• **Problem description**:
Only the lines from the one with "box: [0, 0, 263, 44]" through the last line of the data below are to be duplicated, exactly and without pictures.

• **Saved data entries**:
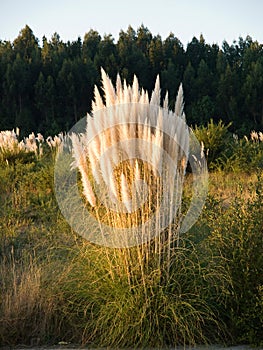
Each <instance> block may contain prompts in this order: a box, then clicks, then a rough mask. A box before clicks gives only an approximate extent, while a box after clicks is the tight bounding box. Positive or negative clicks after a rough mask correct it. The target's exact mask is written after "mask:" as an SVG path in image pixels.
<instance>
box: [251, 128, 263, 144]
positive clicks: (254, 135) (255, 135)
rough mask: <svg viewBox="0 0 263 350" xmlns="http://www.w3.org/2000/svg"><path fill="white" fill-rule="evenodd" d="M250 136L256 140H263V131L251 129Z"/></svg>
mask: <svg viewBox="0 0 263 350" xmlns="http://www.w3.org/2000/svg"><path fill="white" fill-rule="evenodd" d="M250 138H251V140H252V141H254V142H263V133H262V132H261V131H259V132H256V131H251V133H250Z"/></svg>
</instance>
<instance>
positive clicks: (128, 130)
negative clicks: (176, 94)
mask: <svg viewBox="0 0 263 350" xmlns="http://www.w3.org/2000/svg"><path fill="white" fill-rule="evenodd" d="M101 75H102V88H103V91H104V98H102V96H101V95H100V93H99V89H98V88H97V87H96V86H95V89H94V97H95V98H94V101H93V102H92V113H91V114H90V115H88V116H87V127H86V133H83V134H80V135H76V134H72V135H71V140H72V146H73V156H74V163H73V164H72V167H73V168H74V167H75V168H78V170H79V172H80V174H81V180H82V185H83V194H84V195H85V197H86V199H87V200H88V202H89V203H90V205H91V206H93V207H94V206H96V205H98V199H97V196H96V193H95V191H94V187H96V186H99V187H100V186H104V187H105V186H106V188H107V190H108V195H109V197H110V198H111V200H112V201H113V202H114V201H115V202H116V201H119V202H122V203H123V204H124V206H125V209H126V212H128V213H131V212H134V211H135V210H136V209H137V208H138V198H139V197H140V196H142V193H143V186H142V182H145V180H150V182H151V183H150V184H149V183H148V185H153V184H154V181H152V180H151V178H152V177H155V178H156V179H157V182H158V179H159V180H160V179H161V181H162V191H168V192H169V191H170V190H169V188H170V187H171V188H172V189H173V188H174V187H175V186H177V187H178V188H180V190H181V185H182V178H183V177H184V174H185V169H186V164H187V159H188V150H189V131H188V128H187V125H186V123H185V116H184V112H183V90H182V86H180V88H179V91H178V95H177V99H176V103H175V110H174V111H170V110H169V109H168V93H166V96H165V99H164V101H163V104H162V106H161V89H160V81H159V77H157V79H156V83H155V88H154V90H153V92H152V94H151V97H149V96H148V93H147V92H146V91H145V90H143V89H140V88H139V83H138V79H137V78H136V76H135V77H134V80H133V84H132V85H131V86H129V85H127V83H126V82H125V81H124V82H123V84H122V82H121V79H120V76H119V75H118V76H117V80H116V87H114V86H113V84H112V82H111V80H110V78H109V77H108V76H107V74H106V73H105V72H104V70H103V69H102V70H101ZM168 163H171V164H172V165H173V166H172V167H171V166H170V165H169V164H168ZM120 164H122V166H121V167H120V166H119V165H120ZM123 164H125V166H124V165H123ZM116 169H117V171H116ZM149 169H150V170H149ZM146 172H148V175H149V173H150V175H149V176H148V177H147V175H146V174H145V173H146ZM167 172H170V173H169V174H167ZM171 172H172V174H171ZM159 182H160V181H159ZM155 184H156V182H155ZM159 188H160V187H159ZM180 190H178V193H180ZM155 191H156V186H155ZM157 191H158V187H157ZM151 194H152V193H151ZM151 198H152V200H156V197H154V196H153V194H152V196H151ZM151 198H150V199H149V196H148V200H151ZM135 199H136V200H135ZM136 203H137V204H136Z"/></svg>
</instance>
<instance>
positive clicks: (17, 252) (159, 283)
mask: <svg viewBox="0 0 263 350" xmlns="http://www.w3.org/2000/svg"><path fill="white" fill-rule="evenodd" d="M195 132H196V135H197V136H198V137H200V138H201V139H203V140H204V142H205V147H206V148H209V149H210V154H209V156H210V155H211V158H209V156H208V166H209V168H210V172H209V192H208V196H207V199H206V202H205V206H204V208H203V211H202V213H201V215H200V217H199V219H198V221H197V222H196V223H195V224H194V226H193V227H192V228H191V229H190V230H189V231H188V232H187V233H185V234H182V235H181V236H180V239H179V244H178V245H176V247H174V249H173V250H172V252H171V253H170V256H169V263H170V265H169V266H170V267H169V272H167V268H166V265H165V263H166V262H167V259H166V255H165V254H164V253H163V252H162V251H161V253H160V252H159V253H160V254H156V252H154V251H152V250H151V243H146V244H148V248H147V251H148V252H149V255H147V256H145V255H144V251H145V250H144V248H143V245H142V247H139V248H138V247H136V248H108V247H103V246H99V245H96V244H93V243H89V242H88V241H86V240H85V239H83V238H82V237H80V236H79V235H78V234H76V233H75V232H74V231H73V230H72V228H71V227H70V226H69V225H68V223H67V222H66V221H65V219H64V218H63V216H62V214H61V213H60V210H59V208H58V205H57V202H56V199H55V196H54V179H53V176H54V164H55V154H56V150H57V148H56V147H57V145H58V143H59V142H58V139H59V138H57V139H54V140H53V139H49V140H48V142H49V143H46V142H45V141H43V140H42V141H41V142H43V144H42V146H41V147H42V148H41V152H40V148H34V149H33V150H32V149H31V150H30V151H25V149H22V150H21V151H19V152H17V153H16V152H15V151H12V152H11V151H10V152H9V153H8V152H6V153H4V151H3V148H2V153H1V157H2V158H1V162H0V202H1V205H0V229H1V230H0V259H1V264H0V289H1V292H0V344H1V345H11V346H14V345H17V344H26V345H43V344H49V345H52V344H58V343H59V342H67V343H69V342H70V343H75V344H81V345H88V346H94V347H95V346H98V347H163V346H175V345H178V344H179V345H195V344H206V343H220V344H253V345H260V344H261V345H262V342H263V338H262V334H263V332H262V327H263V254H262V251H263V238H262V237H263V173H262V159H263V158H262V154H263V152H262V150H263V148H262V145H263V142H262V140H261V139H260V136H261V134H258V136H257V137H255V133H254V134H252V135H251V137H248V138H245V139H241V140H237V139H236V138H234V139H235V140H232V141H231V140H230V139H228V143H227V144H226V143H223V141H222V140H224V141H225V140H226V133H227V132H228V126H224V125H222V124H219V125H216V124H214V123H213V122H212V121H211V122H210V124H208V125H207V126H206V127H203V128H201V129H196V130H195ZM198 133H199V134H198ZM213 133H216V134H217V135H221V137H219V136H218V137H217V139H216V141H215V138H211V134H213ZM209 135H210V136H209ZM227 135H228V136H229V135H230V133H229V134H227ZM209 137H210V138H209ZM229 137H230V136H229ZM231 137H232V136H231ZM31 139H33V135H31ZM232 139H233V138H232ZM55 141H56V142H55ZM39 143H40V141H38V143H37V145H39ZM222 145H223V147H222ZM226 145H227V146H226ZM49 146H50V147H49ZM212 155H213V157H212ZM191 176H192V175H191V173H189V172H187V174H186V179H185V190H184V193H183V204H182V211H184V210H187V206H188V205H189V201H190V198H191V195H192V194H191V181H192V180H191ZM170 229H173V226H172V227H170ZM162 259H163V260H164V262H163V261H162Z"/></svg>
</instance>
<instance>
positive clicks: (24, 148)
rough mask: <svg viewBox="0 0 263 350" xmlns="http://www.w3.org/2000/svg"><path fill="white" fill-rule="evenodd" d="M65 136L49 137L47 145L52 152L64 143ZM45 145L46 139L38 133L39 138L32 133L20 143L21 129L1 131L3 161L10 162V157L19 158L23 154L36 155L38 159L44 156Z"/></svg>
mask: <svg viewBox="0 0 263 350" xmlns="http://www.w3.org/2000/svg"><path fill="white" fill-rule="evenodd" d="M62 140H63V135H62V134H59V135H58V136H55V137H54V138H52V137H51V136H49V137H48V138H47V139H46V143H47V145H48V146H49V147H50V149H51V150H52V152H53V151H54V150H57V149H58V147H59V146H60V144H61V143H62ZM44 144H45V139H44V137H43V135H42V134H40V133H38V134H37V136H36V135H35V134H34V132H32V133H31V134H30V135H28V137H25V138H24V139H23V140H21V141H19V129H18V128H16V131H14V130H5V131H0V156H1V158H2V159H6V160H7V162H8V157H10V156H18V155H19V154H23V153H34V154H35V156H36V157H37V158H41V157H42V156H43V146H44Z"/></svg>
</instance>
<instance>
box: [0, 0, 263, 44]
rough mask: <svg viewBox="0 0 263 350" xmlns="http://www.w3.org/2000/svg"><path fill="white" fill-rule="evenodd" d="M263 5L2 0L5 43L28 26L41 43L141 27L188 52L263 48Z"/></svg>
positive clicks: (240, 0) (1, 20)
mask: <svg viewBox="0 0 263 350" xmlns="http://www.w3.org/2000/svg"><path fill="white" fill-rule="evenodd" d="M262 18H263V1H262V0H211V1H209V0H181V1H178V0H128V1H125V0H41V1H39V0H0V40H10V41H13V40H14V39H15V38H16V37H17V36H18V35H19V32H20V30H21V29H22V28H24V27H25V25H28V26H29V27H30V28H31V29H32V31H33V33H34V35H35V36H36V37H37V38H38V39H39V43H40V45H41V44H42V37H43V36H44V35H45V36H46V37H47V39H48V40H49V39H51V37H52V35H53V34H54V33H55V32H57V33H58V34H59V35H60V38H61V40H63V41H64V42H67V41H68V40H69V41H73V40H77V38H78V37H81V39H83V38H84V35H85V33H87V32H88V31H89V30H90V29H93V30H97V31H98V32H99V34H100V35H101V36H102V37H103V36H104V35H105V34H106V35H107V34H112V36H113V37H114V39H115V43H116V42H117V40H118V37H119V32H120V30H124V31H127V29H128V26H129V25H131V26H132V27H133V29H134V30H137V29H138V28H139V27H140V26H141V25H142V24H143V25H144V26H145V27H147V28H148V29H149V31H150V32H151V33H152V34H153V35H157V34H159V35H161V37H162V39H163V40H165V38H167V37H168V35H169V34H170V33H171V32H172V33H174V35H175V36H176V37H177V38H178V39H179V40H180V41H181V42H182V43H183V45H184V46H185V47H186V45H187V43H189V42H190V41H191V40H192V38H193V37H194V36H196V37H197V38H199V37H200V34H202V35H203V37H204V39H205V41H206V43H208V44H213V43H217V44H218V45H219V46H221V45H222V42H223V41H224V40H226V41H227V42H228V43H229V44H232V43H233V41H234V40H237V41H238V39H239V37H240V36H241V37H243V38H246V36H247V35H250V36H251V37H252V39H253V40H257V41H258V42H260V43H263V24H262V22H263V20H262Z"/></svg>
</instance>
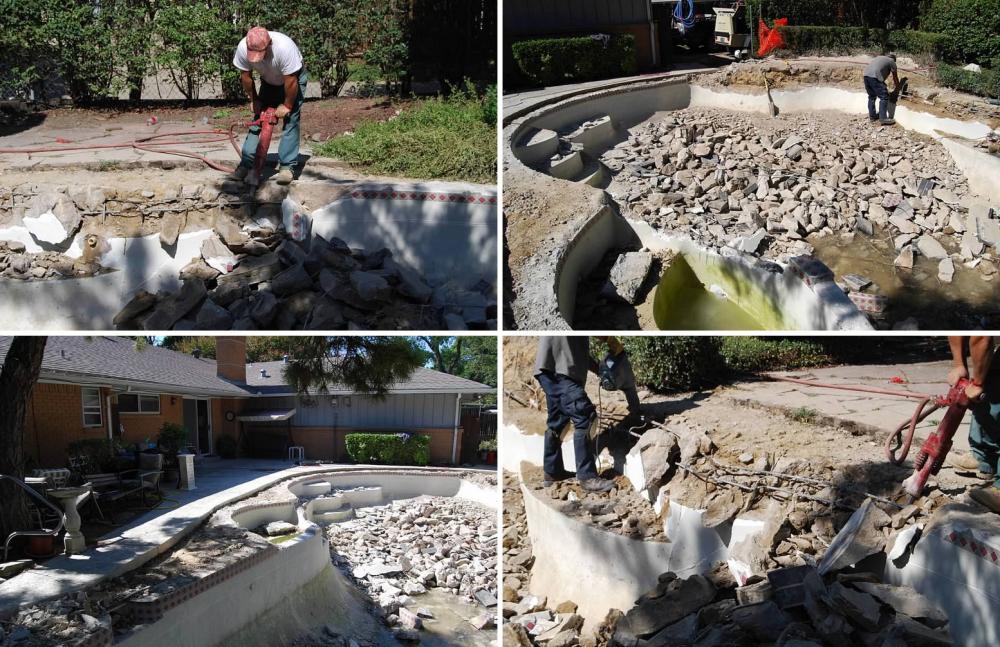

• **Completed task**:
box: [0, 0, 263, 44]
rough mask: <svg viewBox="0 0 263 350" xmlns="http://www.w3.org/2000/svg"><path fill="white" fill-rule="evenodd" d="M263 5L2 0L5 43L28 26L41 43L141 27L188 52L263 48Z"/></svg>
positive clicks: (240, 0) (1, 20)
mask: <svg viewBox="0 0 263 350" xmlns="http://www.w3.org/2000/svg"><path fill="white" fill-rule="evenodd" d="M262 18H263V1H262V0H211V1H209V0H181V1H178V0H128V1H125V0H41V1H39V0H0V40H10V41H13V40H14V39H15V38H16V37H17V36H18V35H19V32H20V30H21V29H22V28H24V27H25V25H28V26H29V27H30V28H31V29H32V31H33V33H34V35H35V36H36V37H37V38H38V39H39V43H40V45H41V44H42V37H43V36H44V35H45V36H46V37H47V39H48V40H49V39H51V37H52V35H53V34H54V33H55V32H57V33H58V34H59V35H60V38H61V40H63V41H64V42H67V41H68V40H69V41H73V40H77V38H78V37H81V39H83V38H84V35H85V33H87V32H88V31H89V30H90V29H93V30H97V31H98V32H99V34H100V35H101V36H102V37H103V36H104V35H105V34H106V35H107V34H112V36H113V37H114V39H115V43H116V42H117V40H118V37H119V32H120V30H124V31H127V29H128V26H129V25H131V26H132V27H133V29H134V30H137V29H138V28H139V27H140V26H141V25H142V24H143V25H144V26H145V27H147V28H148V29H149V31H150V32H151V33H152V34H153V35H157V34H159V35H161V37H162V39H163V40H165V38H167V37H168V35H169V34H170V33H171V32H172V33H174V35H175V36H176V37H177V38H178V39H179V40H180V41H181V42H182V43H183V45H184V46H185V47H186V45H187V43H189V42H190V41H191V40H192V38H193V37H194V36H196V37H197V38H199V37H200V34H202V35H203V37H204V39H205V41H206V43H208V44H213V43H217V44H218V45H219V46H221V45H222V42H223V41H224V40H226V41H227V42H228V43H229V44H232V43H233V41H234V40H237V41H238V39H239V37H240V36H241V37H243V38H246V36H247V35H250V36H251V37H252V39H253V40H257V41H258V42H260V43H263V24H262V22H263V20H262Z"/></svg>
</instance>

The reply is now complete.